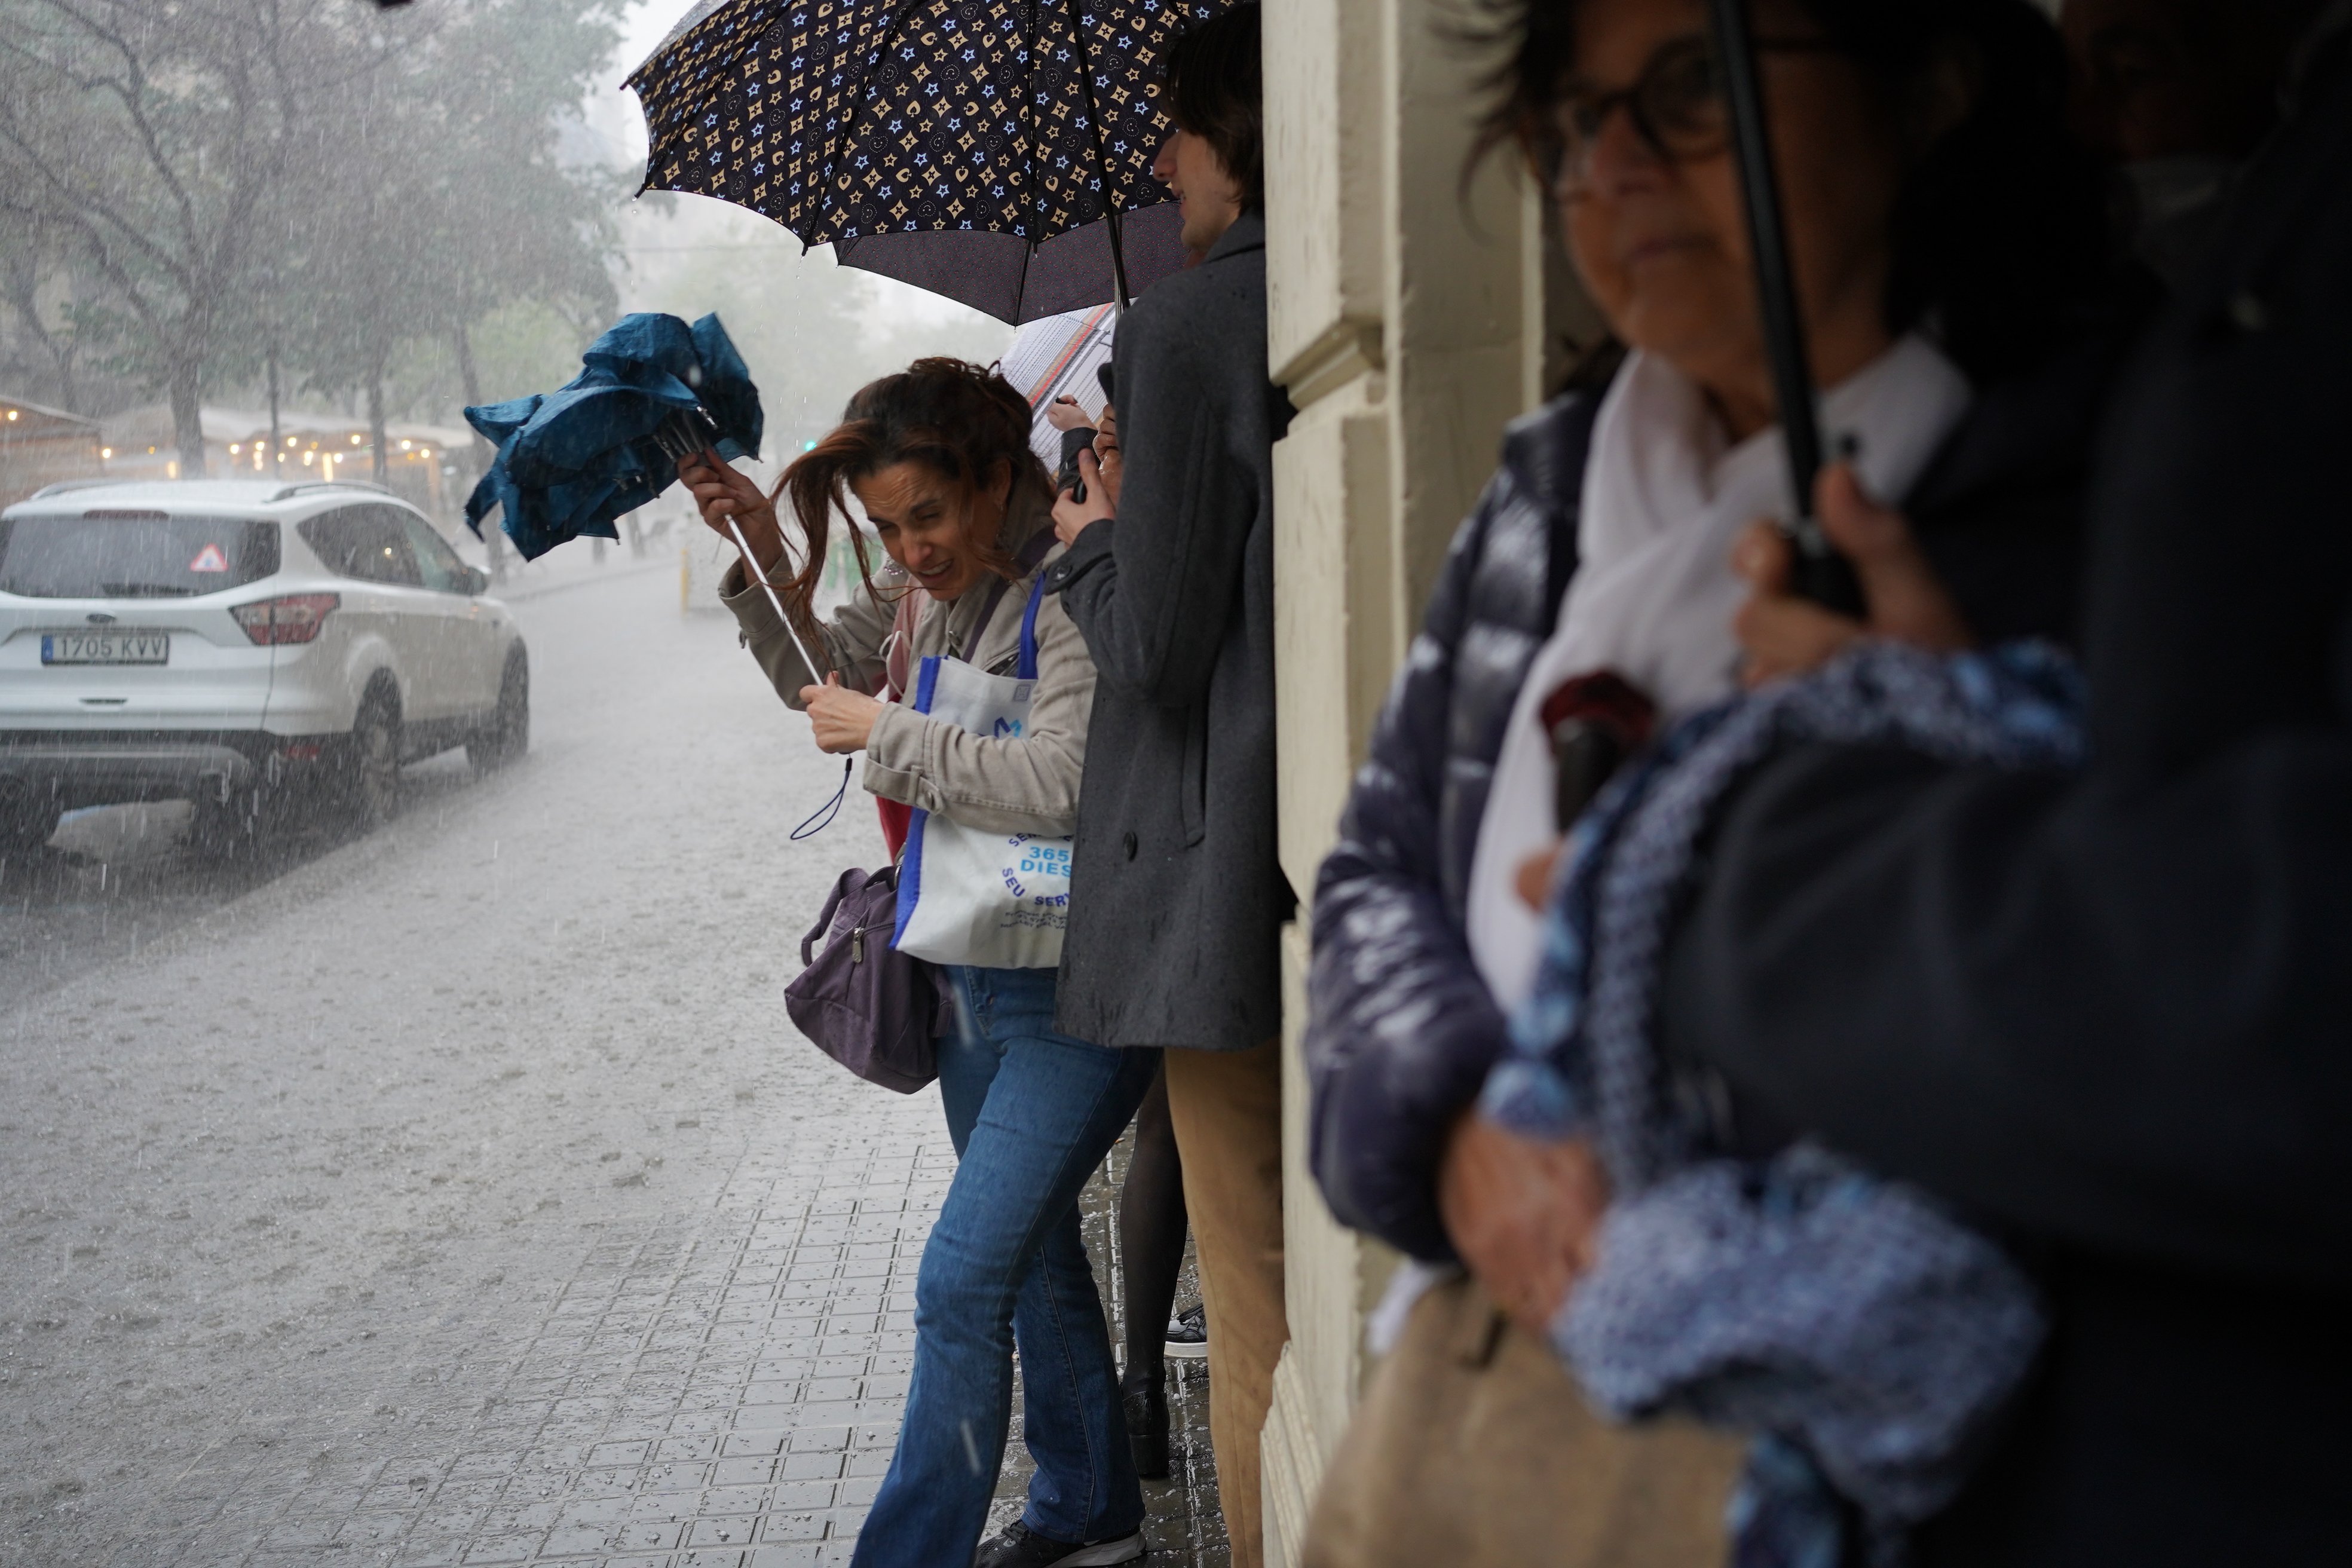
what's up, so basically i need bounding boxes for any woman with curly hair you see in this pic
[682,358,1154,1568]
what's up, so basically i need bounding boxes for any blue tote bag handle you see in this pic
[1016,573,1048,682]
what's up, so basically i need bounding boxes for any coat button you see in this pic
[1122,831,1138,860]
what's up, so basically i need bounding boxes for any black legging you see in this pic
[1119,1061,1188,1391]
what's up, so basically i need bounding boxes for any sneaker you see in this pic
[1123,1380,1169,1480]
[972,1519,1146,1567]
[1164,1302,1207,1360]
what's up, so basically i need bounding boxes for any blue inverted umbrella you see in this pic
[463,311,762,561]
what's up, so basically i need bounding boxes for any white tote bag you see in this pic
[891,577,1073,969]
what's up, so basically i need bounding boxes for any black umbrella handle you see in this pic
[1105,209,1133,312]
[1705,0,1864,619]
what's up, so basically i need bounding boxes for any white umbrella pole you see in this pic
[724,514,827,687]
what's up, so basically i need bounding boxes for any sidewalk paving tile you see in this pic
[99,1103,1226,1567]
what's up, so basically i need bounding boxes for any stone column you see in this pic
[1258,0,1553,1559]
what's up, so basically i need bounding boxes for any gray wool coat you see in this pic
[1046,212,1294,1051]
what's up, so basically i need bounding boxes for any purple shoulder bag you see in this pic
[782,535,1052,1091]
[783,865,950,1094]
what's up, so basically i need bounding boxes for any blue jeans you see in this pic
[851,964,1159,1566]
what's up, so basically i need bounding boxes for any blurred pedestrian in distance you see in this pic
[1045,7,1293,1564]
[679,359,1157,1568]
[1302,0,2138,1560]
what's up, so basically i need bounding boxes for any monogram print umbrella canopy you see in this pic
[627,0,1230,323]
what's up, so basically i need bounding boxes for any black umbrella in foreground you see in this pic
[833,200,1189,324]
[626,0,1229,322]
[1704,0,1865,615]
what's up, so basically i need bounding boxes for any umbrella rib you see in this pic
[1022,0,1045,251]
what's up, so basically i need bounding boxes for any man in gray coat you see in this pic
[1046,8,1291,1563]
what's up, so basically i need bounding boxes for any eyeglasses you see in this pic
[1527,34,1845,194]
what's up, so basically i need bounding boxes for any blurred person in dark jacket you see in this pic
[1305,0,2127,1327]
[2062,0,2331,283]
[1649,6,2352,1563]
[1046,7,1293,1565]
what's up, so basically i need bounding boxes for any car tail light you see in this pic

┄┄┄┄┄┄┄┄┄┄┄┄┄┄┄┄┄┄┄┄

Give the records back exactly, with no pictures.

what's up, so basically i need bounding boxes for any woman with curly hair you see in this pic
[682,358,1154,1568]
what's up, so basically i need bounding boxes for any blue tote bag handle you see in this pic
[1016,573,1048,682]
what's up, so basically i need bounding boxes for any coat button you see in this pic
[1122,831,1138,860]
what's up, so basically i need bounding boxes for any black legging you see in this pic
[1119,1061,1188,1391]
what's up, so basically i need bounding boxes for any sneaker you see in this pic
[1123,1380,1169,1480]
[972,1519,1146,1567]
[1164,1302,1207,1360]
what's up, so basically i need bounding boxes for any blue inverted umbrella you see in this pic
[463,311,762,561]
what's up, so basically i need bounding boxes for any white tote bag you see in this pic
[891,577,1073,969]
what's up, so basically i need bounding boxes for any black umbrella handle you see in this pic
[1105,209,1133,312]
[1705,0,1864,619]
what's up, so basically i need bounding boxes for any white umbrella pole you see in this pic
[724,514,827,687]
what's up, so basically i need bounding boxes for any sidewalk paving tile you see in this pic
[99,1103,1226,1567]
what's up, so basically i need bounding boxes for any stone column you see in this pic
[1258,0,1553,1559]
what's up, so basically i need bounding boxes for any gray wool coat you see in this pic
[1046,212,1294,1051]
what's up, so basically i need bounding boxes for any purple shoulder bag you see in this pic
[782,535,1052,1091]
[783,865,950,1094]
what's up, so basically i need bounding boxes for any blue jeans you see in this pic
[851,964,1159,1566]
what's up, so basically i need bounding boxes for any blurred pedestrian in distance you see in this pic
[1045,7,1293,1564]
[679,359,1157,1568]
[1302,0,2138,1560]
what's up, so basically i need bounding boxes for any monogram print umbrella canopy you see in this pic
[627,0,1230,323]
what's up, so basically i need bounding boxes for any black umbrella in foreground you see in this pic
[833,200,1189,324]
[626,0,1229,322]
[1704,0,1865,615]
what's up, so basically i need bounding boxes for any umbrella rib you see in this pic
[1022,0,1045,251]
what's up, so basically i need bounding boxes for any man in gray coat you see in this pic
[1046,8,1291,1563]
what's up, so basically i need bounding boxes for any eyeglasses you see in this pic
[1527,34,1845,194]
what's up, so basically i need bounding boxes for any blurred person in dark jacket you see in this pic
[1305,0,2127,1327]
[2062,0,2331,283]
[1649,6,2352,1563]
[1046,7,1293,1565]
what's up, so basically i need bounding boxes for any car tail light you see in this pic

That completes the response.